→ **WORK TO BE COMPLETED**
Show each line of the items below that contains the string "grass", copied in full. Case counts when matching.

→ **GIVEN ENTRIES**

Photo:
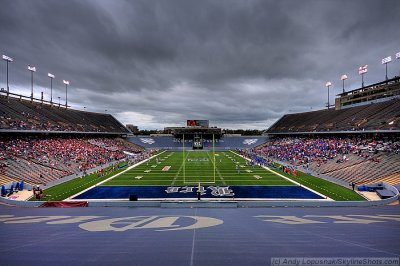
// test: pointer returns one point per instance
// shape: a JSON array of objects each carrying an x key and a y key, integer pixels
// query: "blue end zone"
[{"x": 147, "y": 192}]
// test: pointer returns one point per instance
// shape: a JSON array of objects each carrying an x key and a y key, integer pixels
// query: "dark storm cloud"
[{"x": 237, "y": 63}]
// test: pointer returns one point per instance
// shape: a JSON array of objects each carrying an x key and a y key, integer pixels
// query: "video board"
[{"x": 198, "y": 123}]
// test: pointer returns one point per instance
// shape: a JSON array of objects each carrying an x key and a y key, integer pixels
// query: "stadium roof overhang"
[
  {"x": 15, "y": 131},
  {"x": 333, "y": 132}
]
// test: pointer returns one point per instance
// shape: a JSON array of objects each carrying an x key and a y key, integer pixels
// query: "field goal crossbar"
[{"x": 198, "y": 182}]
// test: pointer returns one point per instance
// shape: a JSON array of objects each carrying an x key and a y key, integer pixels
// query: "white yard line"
[
  {"x": 179, "y": 170},
  {"x": 106, "y": 180},
  {"x": 287, "y": 178},
  {"x": 219, "y": 174}
]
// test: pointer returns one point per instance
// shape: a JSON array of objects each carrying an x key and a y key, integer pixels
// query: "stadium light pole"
[
  {"x": 398, "y": 55},
  {"x": 328, "y": 84},
  {"x": 51, "y": 76},
  {"x": 385, "y": 61},
  {"x": 343, "y": 78},
  {"x": 361, "y": 71},
  {"x": 31, "y": 69},
  {"x": 7, "y": 59},
  {"x": 66, "y": 82}
]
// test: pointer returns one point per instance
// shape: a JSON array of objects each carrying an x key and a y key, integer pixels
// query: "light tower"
[
  {"x": 31, "y": 69},
  {"x": 361, "y": 71},
  {"x": 7, "y": 59},
  {"x": 51, "y": 76},
  {"x": 385, "y": 61},
  {"x": 328, "y": 84},
  {"x": 66, "y": 82},
  {"x": 343, "y": 78}
]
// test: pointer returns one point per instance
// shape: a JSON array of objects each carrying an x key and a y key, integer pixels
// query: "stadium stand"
[
  {"x": 351, "y": 159},
  {"x": 224, "y": 143},
  {"x": 373, "y": 116},
  {"x": 21, "y": 114},
  {"x": 41, "y": 160}
]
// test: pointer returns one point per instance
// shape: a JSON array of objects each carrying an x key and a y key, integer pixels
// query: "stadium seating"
[
  {"x": 41, "y": 160},
  {"x": 358, "y": 159},
  {"x": 169, "y": 142},
  {"x": 20, "y": 114},
  {"x": 376, "y": 116}
]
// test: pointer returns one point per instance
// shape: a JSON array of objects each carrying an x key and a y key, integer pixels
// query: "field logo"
[
  {"x": 149, "y": 141},
  {"x": 214, "y": 191},
  {"x": 121, "y": 224},
  {"x": 158, "y": 223},
  {"x": 166, "y": 168},
  {"x": 250, "y": 141}
]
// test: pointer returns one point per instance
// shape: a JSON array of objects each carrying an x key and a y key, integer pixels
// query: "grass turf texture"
[
  {"x": 193, "y": 167},
  {"x": 323, "y": 186},
  {"x": 74, "y": 186},
  {"x": 198, "y": 167}
]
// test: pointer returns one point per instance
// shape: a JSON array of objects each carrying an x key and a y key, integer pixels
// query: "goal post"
[{"x": 199, "y": 166}]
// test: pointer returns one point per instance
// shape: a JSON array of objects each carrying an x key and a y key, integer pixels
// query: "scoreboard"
[{"x": 198, "y": 123}]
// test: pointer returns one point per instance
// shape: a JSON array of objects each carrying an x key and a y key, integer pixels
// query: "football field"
[{"x": 173, "y": 168}]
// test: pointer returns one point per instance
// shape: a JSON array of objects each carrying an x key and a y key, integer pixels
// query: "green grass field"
[{"x": 193, "y": 167}]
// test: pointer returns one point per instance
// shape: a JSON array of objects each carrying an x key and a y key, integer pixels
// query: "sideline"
[
  {"x": 288, "y": 179},
  {"x": 106, "y": 180}
]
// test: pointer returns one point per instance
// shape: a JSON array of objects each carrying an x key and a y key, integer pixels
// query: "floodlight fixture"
[
  {"x": 361, "y": 71},
  {"x": 51, "y": 76},
  {"x": 343, "y": 78},
  {"x": 385, "y": 61},
  {"x": 31, "y": 69},
  {"x": 66, "y": 82},
  {"x": 328, "y": 84},
  {"x": 7, "y": 59}
]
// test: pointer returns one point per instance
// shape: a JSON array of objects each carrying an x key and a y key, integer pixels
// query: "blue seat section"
[
  {"x": 147, "y": 192},
  {"x": 384, "y": 193},
  {"x": 169, "y": 142}
]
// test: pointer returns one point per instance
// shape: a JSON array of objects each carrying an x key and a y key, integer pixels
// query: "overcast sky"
[{"x": 240, "y": 64}]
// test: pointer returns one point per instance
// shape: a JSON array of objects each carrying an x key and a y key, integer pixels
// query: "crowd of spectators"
[
  {"x": 19, "y": 114},
  {"x": 67, "y": 154},
  {"x": 304, "y": 150}
]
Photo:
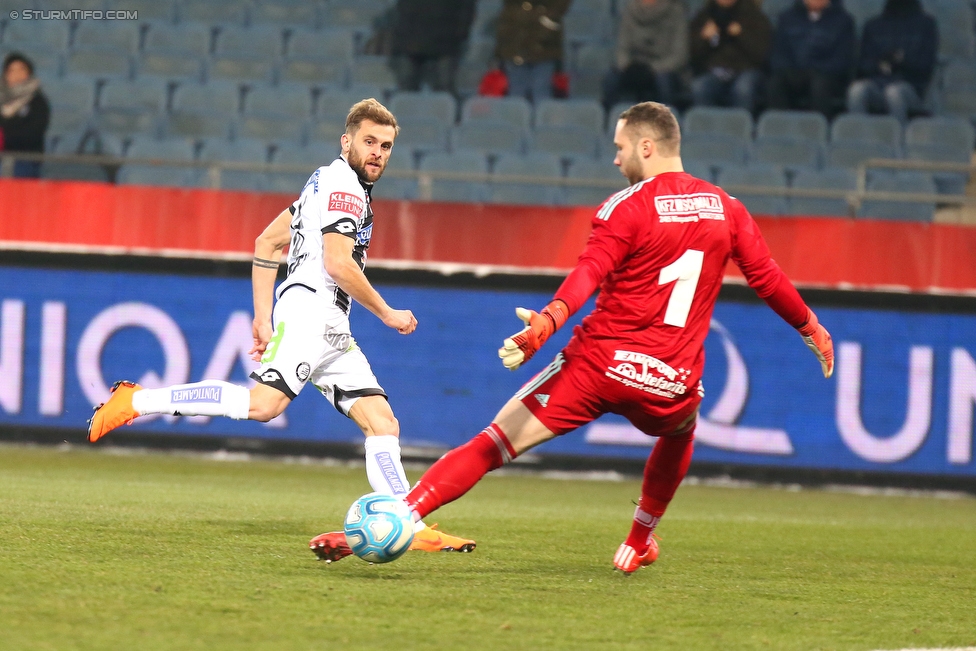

→ **TASK RESPONSE**
// query: "grass turf texture"
// query: "green grass field"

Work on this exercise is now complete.